What you should do — Once the pictures are set aside, reproduce the remaining data exactly.

Input data —
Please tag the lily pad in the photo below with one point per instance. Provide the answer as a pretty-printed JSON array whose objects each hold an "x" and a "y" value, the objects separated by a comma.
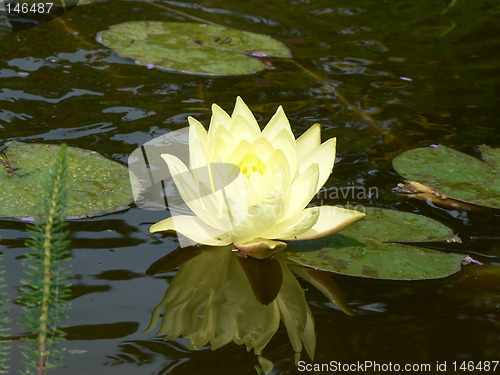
[
  {"x": 451, "y": 174},
  {"x": 192, "y": 47},
  {"x": 96, "y": 185},
  {"x": 368, "y": 248}
]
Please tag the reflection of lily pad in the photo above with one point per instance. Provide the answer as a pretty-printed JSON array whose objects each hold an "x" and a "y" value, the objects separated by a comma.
[
  {"x": 364, "y": 249},
  {"x": 454, "y": 174},
  {"x": 192, "y": 47},
  {"x": 96, "y": 185}
]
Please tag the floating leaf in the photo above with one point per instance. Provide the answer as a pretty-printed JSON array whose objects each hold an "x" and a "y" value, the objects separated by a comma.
[
  {"x": 96, "y": 185},
  {"x": 192, "y": 47},
  {"x": 364, "y": 249},
  {"x": 450, "y": 174}
]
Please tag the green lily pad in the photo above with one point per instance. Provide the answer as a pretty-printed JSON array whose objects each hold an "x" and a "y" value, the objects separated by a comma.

Written solution —
Please tag the lily pad in the photo below with one point per instance. Provide the answer as a pretty-printed JSON array whose objects each hold an "x" and a "y" value, the objects separated by a comma.
[
  {"x": 451, "y": 174},
  {"x": 192, "y": 47},
  {"x": 96, "y": 185},
  {"x": 368, "y": 248}
]
Please tag the reflection of lily pad in the photo above with one point per instance. Provide the answer as a pretty-printed JSON array whose objects each hold an "x" and a "y" value, the objects separated by a comma.
[
  {"x": 364, "y": 249},
  {"x": 454, "y": 174},
  {"x": 192, "y": 47},
  {"x": 96, "y": 185}
]
Please tag the floating leaf in the photo above with one point per instance. Provide the answer as a pretty-printed JSON array whose objects each hold an "x" and a "y" value, the objects separated by a comma.
[
  {"x": 96, "y": 185},
  {"x": 192, "y": 47},
  {"x": 364, "y": 249},
  {"x": 450, "y": 174}
]
Please tag the green lily pad in the photo above with one point per instance. Provide the answer as a pretty-printed JSON array whose objects each hold an "x" and a "y" value, the objects separated by a comma.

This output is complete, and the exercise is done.